▶ _GIVEN TEXT_:
────────────────

This content was originally posted on by Clare Ansberry

Such reactions partly reflect a lack of understanding of the many stages and types of dementia, which affects nearly 50 million people globally and is expected to almost triple by 2050, according to the World Dementia Council. Those in the early and mid-stages, which can last for years, continue to work, volunteer and travel, says Monica Moreno, senior director of care and support at the Alzheimer’s Association.

“It’s part of who they are, but doesn’t have to define them,” she says. On average, a person with Alzheimer’s disease, one of the most common types of dementia, lives four to eight years after diagnosis, but can live as long as 20 years, according to the Alzheimer’s Association.

Yet the stereotype persists that everyone with dementia is old, feeble and acts strangely, says Geri Taylor, 76, who was diagnosed with a mild cognitive impairment in 2012, and subsequently Alzheimer’s.

Some people are afraid of what a dementia patient might do, says Geri Taylor, diagnosed with Alzheimer’s, here with her husband Jim. PHOTO: VAN DEMAN PHOTOGRAPHY
“Those who define themselves by doing things the right way and being courteous and neat are afraid that people with Alzheimer’s might show badly,” says Ms. Taylor, who lives in New York City and worked 45 years in the long-term care industry. Her own friends, she says, have remained close, a group of them often lunching together, which her husband, Jim, credits in part to Geri’s efforts to call and reach out to others.

────────────────

▶ _ASSIGNED TASK A_:
Answer these questions from the dementia article:
(i) According to the World Dementia Council, about how many people does dementia affect worldwide?
(ii) On average, how long does a person with Alzheimer's disease live after diagnosis?
(iii) How many years did Geri Taylor work in the long-term care industry?
▶ _ASSIGNED TASK B_:
Carry on the dementia article from its final sentence.

▶ _DATA PROVIDED_:
────────────────

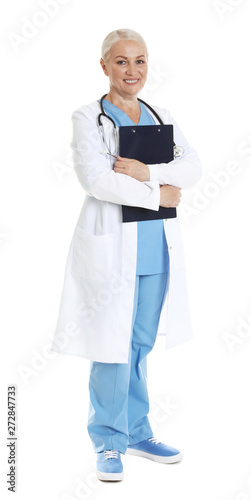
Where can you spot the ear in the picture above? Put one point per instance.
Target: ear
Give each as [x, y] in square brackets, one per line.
[103, 66]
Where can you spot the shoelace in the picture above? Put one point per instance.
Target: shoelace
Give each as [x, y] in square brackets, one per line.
[154, 440]
[110, 454]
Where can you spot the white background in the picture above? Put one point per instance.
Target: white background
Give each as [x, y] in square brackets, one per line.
[199, 392]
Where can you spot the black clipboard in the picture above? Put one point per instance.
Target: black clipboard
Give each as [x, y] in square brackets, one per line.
[149, 144]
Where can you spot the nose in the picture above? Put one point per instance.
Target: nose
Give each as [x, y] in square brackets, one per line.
[130, 70]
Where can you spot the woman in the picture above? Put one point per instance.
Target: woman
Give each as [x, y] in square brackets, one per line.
[121, 278]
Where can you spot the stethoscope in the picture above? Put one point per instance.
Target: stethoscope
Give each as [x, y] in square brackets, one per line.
[177, 150]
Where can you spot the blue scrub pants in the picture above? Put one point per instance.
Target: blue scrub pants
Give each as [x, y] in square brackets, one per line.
[119, 402]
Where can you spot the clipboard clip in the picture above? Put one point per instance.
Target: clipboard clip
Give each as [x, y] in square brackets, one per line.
[178, 151]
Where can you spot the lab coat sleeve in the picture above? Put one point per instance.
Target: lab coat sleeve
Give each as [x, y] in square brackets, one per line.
[182, 172]
[95, 173]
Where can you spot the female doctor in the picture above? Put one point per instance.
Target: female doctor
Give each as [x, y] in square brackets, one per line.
[124, 282]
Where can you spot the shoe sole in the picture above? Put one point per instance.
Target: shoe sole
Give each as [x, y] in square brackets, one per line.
[109, 476]
[156, 458]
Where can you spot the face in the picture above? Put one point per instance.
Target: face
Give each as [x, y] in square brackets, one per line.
[126, 68]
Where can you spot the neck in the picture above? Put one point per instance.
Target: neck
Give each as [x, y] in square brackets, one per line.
[122, 101]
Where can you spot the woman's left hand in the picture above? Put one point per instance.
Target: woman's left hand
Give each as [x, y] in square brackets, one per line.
[134, 168]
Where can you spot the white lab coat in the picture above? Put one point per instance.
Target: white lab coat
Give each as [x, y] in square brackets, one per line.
[96, 306]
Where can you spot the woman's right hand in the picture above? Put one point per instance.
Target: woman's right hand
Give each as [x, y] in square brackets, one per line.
[169, 196]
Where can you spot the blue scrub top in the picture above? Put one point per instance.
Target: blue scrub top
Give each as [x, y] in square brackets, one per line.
[152, 250]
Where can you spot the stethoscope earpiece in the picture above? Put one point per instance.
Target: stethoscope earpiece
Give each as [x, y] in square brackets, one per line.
[177, 150]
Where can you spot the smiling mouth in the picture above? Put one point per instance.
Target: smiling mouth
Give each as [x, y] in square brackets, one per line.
[131, 82]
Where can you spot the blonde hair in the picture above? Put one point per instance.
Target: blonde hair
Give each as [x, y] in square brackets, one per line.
[117, 35]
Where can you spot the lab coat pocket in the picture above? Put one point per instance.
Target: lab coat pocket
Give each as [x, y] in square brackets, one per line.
[92, 255]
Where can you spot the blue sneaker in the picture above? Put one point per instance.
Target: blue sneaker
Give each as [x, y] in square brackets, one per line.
[155, 450]
[109, 466]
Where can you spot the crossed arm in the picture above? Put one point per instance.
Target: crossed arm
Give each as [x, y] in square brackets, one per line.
[170, 196]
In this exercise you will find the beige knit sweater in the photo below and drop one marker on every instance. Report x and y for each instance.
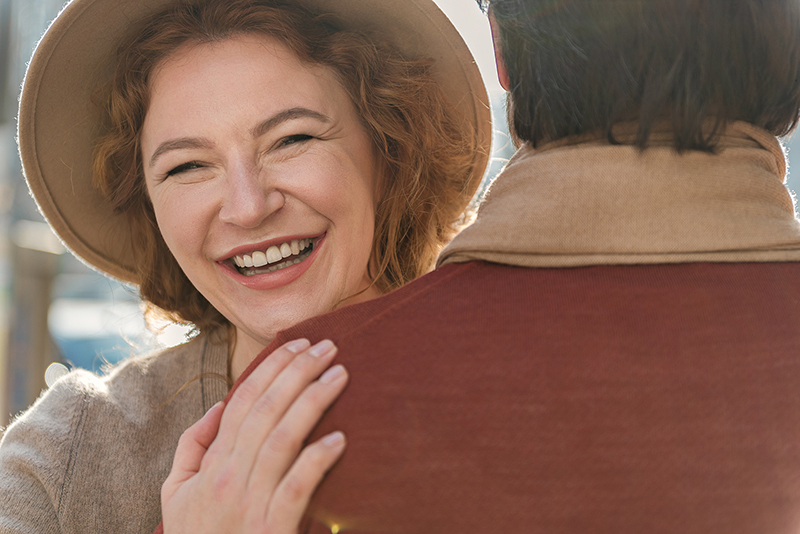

────────────────

▶ _ANSWER A_:
(i) Nearly 50 million people.
(ii) Four to eight years, though some live as long as 20 years.
(iii) 45 years.

▶ _ANSWER B_:
The friendship divorce goes both ways, says Greg O’ Brien, a 69-year-old journalist who was diagnosed with early-onset Alzheimer’s about nine years ago and lives on Cape Cod. He’s lost friends, who he says slip away because they are afraid and don’t know what to say. He has also walked away from some.

“I don’t spend time with people who don’t seem to understand the journey. I don’t judge them or hate them. I just stay away from them,” says Mr. O’Brien, author of the 2014 book “On Pluto: Inside the Mind of Alzheimer’s.”

His close friends circle the wagons around him, he says. They approach him, hug him, say “Hi, Greg. It’s Jim.” If he seems withdrawn at a gathering where the noise and conversation are overwhelming, they touch his shoulder or hand to let him know they are there. “A simple hug or touch is so important in Alzheimer’s,” says Mr. O’Brien, who is on the board of USAgainstAlzheimer’s, an advocacy and research organization. “We’re not lepers.”

‘I don’t spend time with people who don’t seem to understand the journey,’ says Greg O’Brien, who found he had early-onset Alzheimer’s nine years ago. PHOTO: AMY DYKENS

Brian Van Buren, in the early stages of dementia, knows how a lack of understanding can affect a relationship. After being diagnosed about four years ago, the 68-year-old former flight attendant in Charlotte, N.C., broke up with his partner, who grew frustrated at his forgetfulness.

“I would ask him a question, sometimes five or six times, and he would yell at me, saying, ‘You asked that already. You’re not paying attention,’ ” says Mr. Van Buren. “I didn’t need that kind of stress in my life.” They separated for a year and are now back together. His partner has a better understanding of the disease and accompanies Mr. Van Buren, who is on the advisory board of Dementia Action Alliance, to conferences.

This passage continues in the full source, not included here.